(Annotation data for object locations)
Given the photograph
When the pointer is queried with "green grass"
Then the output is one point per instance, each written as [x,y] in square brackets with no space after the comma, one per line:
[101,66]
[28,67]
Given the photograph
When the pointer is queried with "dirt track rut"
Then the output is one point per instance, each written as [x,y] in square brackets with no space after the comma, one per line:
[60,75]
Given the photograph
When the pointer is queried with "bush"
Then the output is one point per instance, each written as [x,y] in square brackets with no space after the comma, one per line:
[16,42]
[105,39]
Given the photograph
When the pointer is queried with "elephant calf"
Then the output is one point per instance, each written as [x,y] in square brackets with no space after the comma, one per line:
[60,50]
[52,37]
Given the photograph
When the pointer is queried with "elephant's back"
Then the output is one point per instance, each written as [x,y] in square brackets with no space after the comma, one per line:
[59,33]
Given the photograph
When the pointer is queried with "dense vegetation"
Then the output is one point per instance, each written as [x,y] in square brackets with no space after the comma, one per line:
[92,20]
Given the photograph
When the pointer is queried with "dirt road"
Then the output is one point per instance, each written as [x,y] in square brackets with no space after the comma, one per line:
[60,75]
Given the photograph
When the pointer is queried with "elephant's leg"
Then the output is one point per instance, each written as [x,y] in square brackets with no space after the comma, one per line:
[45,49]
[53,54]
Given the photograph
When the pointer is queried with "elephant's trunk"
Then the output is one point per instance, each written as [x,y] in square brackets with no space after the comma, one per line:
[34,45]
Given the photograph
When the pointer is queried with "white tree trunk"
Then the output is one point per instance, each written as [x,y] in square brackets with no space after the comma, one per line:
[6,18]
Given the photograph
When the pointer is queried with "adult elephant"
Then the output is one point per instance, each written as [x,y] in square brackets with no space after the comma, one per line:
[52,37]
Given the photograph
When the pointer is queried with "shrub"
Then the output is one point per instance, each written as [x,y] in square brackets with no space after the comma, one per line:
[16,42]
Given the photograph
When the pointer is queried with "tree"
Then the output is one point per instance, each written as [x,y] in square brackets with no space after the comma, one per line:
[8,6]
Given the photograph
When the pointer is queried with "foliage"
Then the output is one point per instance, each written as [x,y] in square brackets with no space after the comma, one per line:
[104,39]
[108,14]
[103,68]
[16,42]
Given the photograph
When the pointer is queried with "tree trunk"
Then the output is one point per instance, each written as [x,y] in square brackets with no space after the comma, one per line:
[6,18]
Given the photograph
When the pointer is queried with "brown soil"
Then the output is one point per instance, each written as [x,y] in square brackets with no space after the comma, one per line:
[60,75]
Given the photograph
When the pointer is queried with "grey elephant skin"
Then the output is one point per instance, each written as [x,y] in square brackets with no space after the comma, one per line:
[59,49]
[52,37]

● **Set task**: Locate each line of the records above that contains the string "trunk", and copy those lines. The match is case-sensitive.

● **Exercise answer**:
When the pointer is queried with "elephant's trunk"
When the pointer is queried with "white tree trunk"
When the pointer is queried with "tree trunk"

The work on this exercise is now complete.